- **Passage for review**:
--------------------------------

CAMPAIGNERS have demonstrated outside a leading branch of Optical Express to call for greater regulation of laser eye surgery treatments.
The group Optical Express Ruined My Life (OERML) say that the Glasgow-based company has been responsible for a number of botched operations which have left some people with severe problems with their eyes.
The staged a demonstration outside a branch in Harley Street, London, yesterday.
Optical Express performs thousands of operations each year designed to improve people's eyesight and remove their reliance on glasses and contact lenses.
Campaigners say they paid for expensive treatments which have left their eyes worse than before. Carol Little, 47, of Kirkcudbright, underwent eye surgery in Scotland when she had laser treatment costing £2040 in order to correct her short-sightedness.
She says she was promised that the treatment would provide her with 20/20 vision, although her eyes began to degrade within two years.
She said: "When I complained I was told that 'this is just something that happens' and that I would have to have the surgery again. Nobody mentioned that my eyes could regress. If they had I would never have gone through with it."

--------------------------------

- **Material provided**:
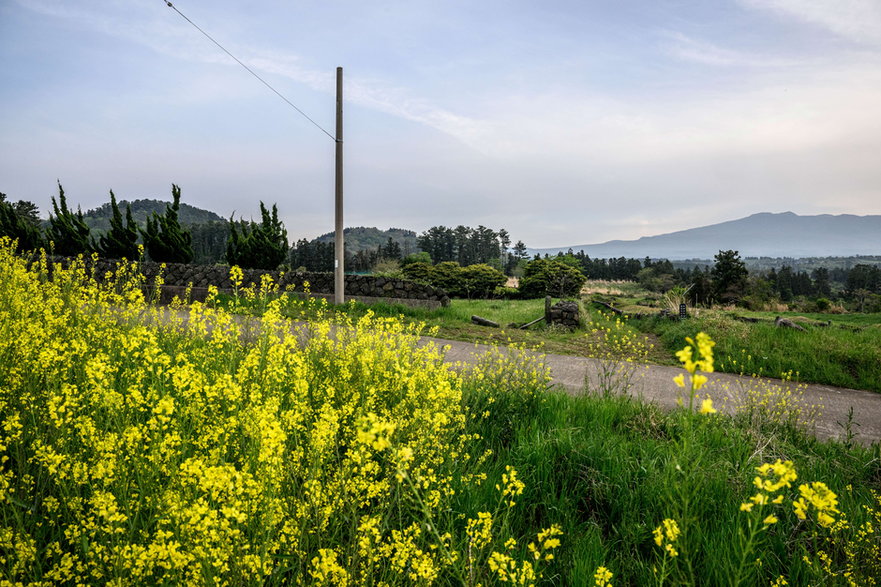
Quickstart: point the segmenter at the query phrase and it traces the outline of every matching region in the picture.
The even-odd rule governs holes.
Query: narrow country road
[[[488,346],[441,339],[432,340],[438,346],[447,348],[446,361],[472,362],[485,353]],[[582,393],[585,381],[597,388],[603,373],[602,362],[598,359],[573,357],[567,355],[545,355],[545,363],[550,367],[553,383],[569,393]],[[663,365],[638,365],[632,371],[630,394],[656,404],[674,408],[681,390],[673,383],[673,377],[683,373],[678,367]],[[850,429],[855,442],[870,445],[881,442],[881,393],[845,389],[829,385],[796,384],[770,379],[753,378],[728,373],[712,373],[701,390],[709,394],[713,404],[721,412],[732,413],[742,405],[750,390],[761,390],[765,394],[785,394],[791,392],[804,412],[812,406],[818,408],[813,426],[809,428],[818,438],[843,439],[846,437],[846,423],[853,409]]]
[[[183,323],[186,324],[188,314],[186,311],[173,312],[182,317]],[[246,316],[238,316],[237,319],[245,326],[242,332],[245,338],[254,336],[256,330],[259,330],[259,319]],[[302,325],[302,322],[290,323],[294,331]],[[487,345],[430,337],[423,337],[422,341],[425,344],[433,342],[439,348],[444,348],[444,360],[449,364],[472,363],[492,348]],[[568,393],[583,393],[585,382],[593,389],[600,386],[605,370],[599,359],[551,354],[542,356],[551,370],[552,383]],[[673,378],[683,372],[683,369],[678,367],[635,365],[628,392],[634,397],[655,402],[664,408],[675,408],[681,390],[673,383]],[[797,384],[767,377],[756,378],[728,373],[709,374],[709,381],[700,393],[702,397],[708,394],[720,412],[733,413],[737,410],[737,406],[743,405],[744,398],[751,390],[759,390],[766,397],[768,394],[782,397],[789,392],[791,395],[788,397],[798,403],[803,413],[808,413],[812,407],[816,407],[816,417],[808,430],[821,440],[845,439],[849,428],[855,442],[867,446],[881,442],[881,393],[829,385]]]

--------------------------------

- **Parts of the exercise**:
a – List every place name that appears in the article about the Optical Express protest.
b – From the article about the Optical Express protest, return the text between "Optical Express performs" and "within two years.", inclusive, copied word for word.
c – Take the article about the laser eye surgery protest further, picking up after its last sentence.

- **Results of the exercise**:
a – Glasgow, Harley Street, London, Kirkcudbright, Scotland

b –
Optical Express performs thousands of operations each year designed to improve people's eyesight and remove their reliance on glasses and contact lenses.
Campaigners say they paid for expensive treatments which have left their eyes worse than before. Carol Little, 47, of Kirkcudbright, underwent eye surgery in Scotland when she had laser treatment costing £2040 in order to correct her short-sightedness.
She says she was promised that the treatment would provide her with 20/20 vision, although her eyes began to degrade within two years.

c –
As well as calling for tighter regulations, the campaign wants full audited results for individual surgeons published annually. It is calling for patients to be informed of possible side effects of laser surgery in their first consultation.
Jacqui Smart, of Giffnock, near Glasgow, underwent refractive lens exchange at an Optical Express clinic which physically replaced parts of her eye in 2010.
The 45-year-old spent £4800 on the operation. She said: "It has made my eyes worse than before. It's like looking through a fogged-up window and at night I get 'starbursts' of light when I look at something bright."
A spokesman for the company dismissed the protest, adding they only deal with patients directly.